§ **The problem**
Only one portion of the data is to be written out: from the line bearing "the car rear" through the line bearing "the car side". Write it exactly as it appears.

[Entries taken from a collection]
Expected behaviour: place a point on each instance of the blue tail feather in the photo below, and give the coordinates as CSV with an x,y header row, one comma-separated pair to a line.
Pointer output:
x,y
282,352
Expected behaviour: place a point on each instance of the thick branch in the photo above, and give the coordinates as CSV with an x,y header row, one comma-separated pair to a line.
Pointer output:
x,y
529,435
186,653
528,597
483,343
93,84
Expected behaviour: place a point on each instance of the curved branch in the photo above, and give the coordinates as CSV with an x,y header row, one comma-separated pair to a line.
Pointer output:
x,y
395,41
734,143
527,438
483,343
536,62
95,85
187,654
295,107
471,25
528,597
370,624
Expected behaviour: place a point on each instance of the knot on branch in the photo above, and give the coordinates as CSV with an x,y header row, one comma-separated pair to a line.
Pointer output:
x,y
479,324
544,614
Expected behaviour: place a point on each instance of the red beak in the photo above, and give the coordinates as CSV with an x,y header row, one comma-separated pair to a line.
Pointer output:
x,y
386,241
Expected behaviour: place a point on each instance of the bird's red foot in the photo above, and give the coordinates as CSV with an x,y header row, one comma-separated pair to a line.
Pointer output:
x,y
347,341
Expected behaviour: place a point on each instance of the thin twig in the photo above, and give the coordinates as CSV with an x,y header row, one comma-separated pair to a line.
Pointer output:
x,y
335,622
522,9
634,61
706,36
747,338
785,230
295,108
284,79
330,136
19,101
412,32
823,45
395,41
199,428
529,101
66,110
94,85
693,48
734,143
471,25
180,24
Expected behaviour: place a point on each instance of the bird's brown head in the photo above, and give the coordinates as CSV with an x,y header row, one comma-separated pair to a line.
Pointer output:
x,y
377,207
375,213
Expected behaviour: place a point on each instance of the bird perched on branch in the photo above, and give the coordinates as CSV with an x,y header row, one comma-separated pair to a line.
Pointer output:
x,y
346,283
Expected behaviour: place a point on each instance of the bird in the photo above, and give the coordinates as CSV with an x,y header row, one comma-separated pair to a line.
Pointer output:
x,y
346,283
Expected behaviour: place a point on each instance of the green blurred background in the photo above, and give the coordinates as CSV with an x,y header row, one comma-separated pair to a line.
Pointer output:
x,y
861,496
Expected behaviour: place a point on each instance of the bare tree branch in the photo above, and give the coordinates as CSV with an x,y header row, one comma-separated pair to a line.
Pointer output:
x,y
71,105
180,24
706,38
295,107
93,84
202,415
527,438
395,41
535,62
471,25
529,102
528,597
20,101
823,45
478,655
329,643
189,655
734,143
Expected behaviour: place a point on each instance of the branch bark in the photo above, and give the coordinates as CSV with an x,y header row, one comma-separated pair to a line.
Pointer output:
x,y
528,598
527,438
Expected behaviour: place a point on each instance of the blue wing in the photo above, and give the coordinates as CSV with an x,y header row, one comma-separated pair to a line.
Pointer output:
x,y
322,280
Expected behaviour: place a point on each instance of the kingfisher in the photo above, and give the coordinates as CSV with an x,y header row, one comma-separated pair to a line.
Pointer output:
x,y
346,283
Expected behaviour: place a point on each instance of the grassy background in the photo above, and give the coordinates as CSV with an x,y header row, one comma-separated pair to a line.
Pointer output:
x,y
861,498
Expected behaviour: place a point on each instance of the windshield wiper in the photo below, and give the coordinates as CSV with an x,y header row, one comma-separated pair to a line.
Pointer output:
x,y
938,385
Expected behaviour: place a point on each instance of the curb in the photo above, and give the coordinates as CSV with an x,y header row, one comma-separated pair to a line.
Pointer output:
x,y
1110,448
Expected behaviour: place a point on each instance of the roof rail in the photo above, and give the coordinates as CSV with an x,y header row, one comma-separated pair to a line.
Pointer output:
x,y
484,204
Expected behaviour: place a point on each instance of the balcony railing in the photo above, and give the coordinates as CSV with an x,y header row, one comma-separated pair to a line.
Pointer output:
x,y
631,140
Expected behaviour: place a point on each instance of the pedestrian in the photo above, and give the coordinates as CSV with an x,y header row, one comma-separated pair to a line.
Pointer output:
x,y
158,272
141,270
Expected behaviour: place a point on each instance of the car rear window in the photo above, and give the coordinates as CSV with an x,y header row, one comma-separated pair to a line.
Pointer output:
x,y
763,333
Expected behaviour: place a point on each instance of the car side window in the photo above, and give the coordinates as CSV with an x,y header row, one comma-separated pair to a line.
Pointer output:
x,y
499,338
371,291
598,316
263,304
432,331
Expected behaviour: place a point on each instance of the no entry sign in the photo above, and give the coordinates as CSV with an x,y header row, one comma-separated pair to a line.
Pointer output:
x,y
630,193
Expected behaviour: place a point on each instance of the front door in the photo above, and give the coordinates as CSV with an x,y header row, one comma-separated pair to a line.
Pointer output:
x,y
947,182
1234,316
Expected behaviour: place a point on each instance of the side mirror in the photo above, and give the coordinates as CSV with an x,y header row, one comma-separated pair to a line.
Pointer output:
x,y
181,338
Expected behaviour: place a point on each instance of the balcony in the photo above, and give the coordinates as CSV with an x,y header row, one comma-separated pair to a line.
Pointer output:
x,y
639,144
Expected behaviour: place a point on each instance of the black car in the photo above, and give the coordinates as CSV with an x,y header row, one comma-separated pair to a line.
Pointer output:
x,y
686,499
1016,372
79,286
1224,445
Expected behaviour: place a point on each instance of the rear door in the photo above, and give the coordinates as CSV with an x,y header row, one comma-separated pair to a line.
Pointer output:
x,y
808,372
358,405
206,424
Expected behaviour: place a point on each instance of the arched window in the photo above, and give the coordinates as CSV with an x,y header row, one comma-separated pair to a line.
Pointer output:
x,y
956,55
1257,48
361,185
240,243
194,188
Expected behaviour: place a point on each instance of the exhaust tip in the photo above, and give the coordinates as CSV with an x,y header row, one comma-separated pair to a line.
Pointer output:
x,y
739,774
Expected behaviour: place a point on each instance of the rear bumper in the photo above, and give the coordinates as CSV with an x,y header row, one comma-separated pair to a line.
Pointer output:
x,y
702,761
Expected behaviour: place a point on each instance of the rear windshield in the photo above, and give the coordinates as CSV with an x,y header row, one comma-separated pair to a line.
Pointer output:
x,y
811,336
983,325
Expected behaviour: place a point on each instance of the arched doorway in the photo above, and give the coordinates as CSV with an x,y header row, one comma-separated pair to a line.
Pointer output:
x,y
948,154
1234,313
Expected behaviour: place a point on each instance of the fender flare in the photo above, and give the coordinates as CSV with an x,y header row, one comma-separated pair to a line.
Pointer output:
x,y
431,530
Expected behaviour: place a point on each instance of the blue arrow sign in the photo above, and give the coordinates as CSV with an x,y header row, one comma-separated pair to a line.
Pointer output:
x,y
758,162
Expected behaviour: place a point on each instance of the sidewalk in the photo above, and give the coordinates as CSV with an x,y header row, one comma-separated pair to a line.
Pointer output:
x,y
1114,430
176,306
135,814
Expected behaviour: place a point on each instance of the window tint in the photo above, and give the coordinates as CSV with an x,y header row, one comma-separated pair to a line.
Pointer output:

§ **Expected answer**
Expected behaviour: place a point on each instance of the car rear window in the photo above, and give the coordinates as CSV with an x,y header row, one comma-separated pair to a line.
Pointer output:
x,y
763,333
Expected behaviour: place a point on each instance of the car side window in the photo above, and give the coordinates as CSV with an x,y header row, one comma-separated pair to a line.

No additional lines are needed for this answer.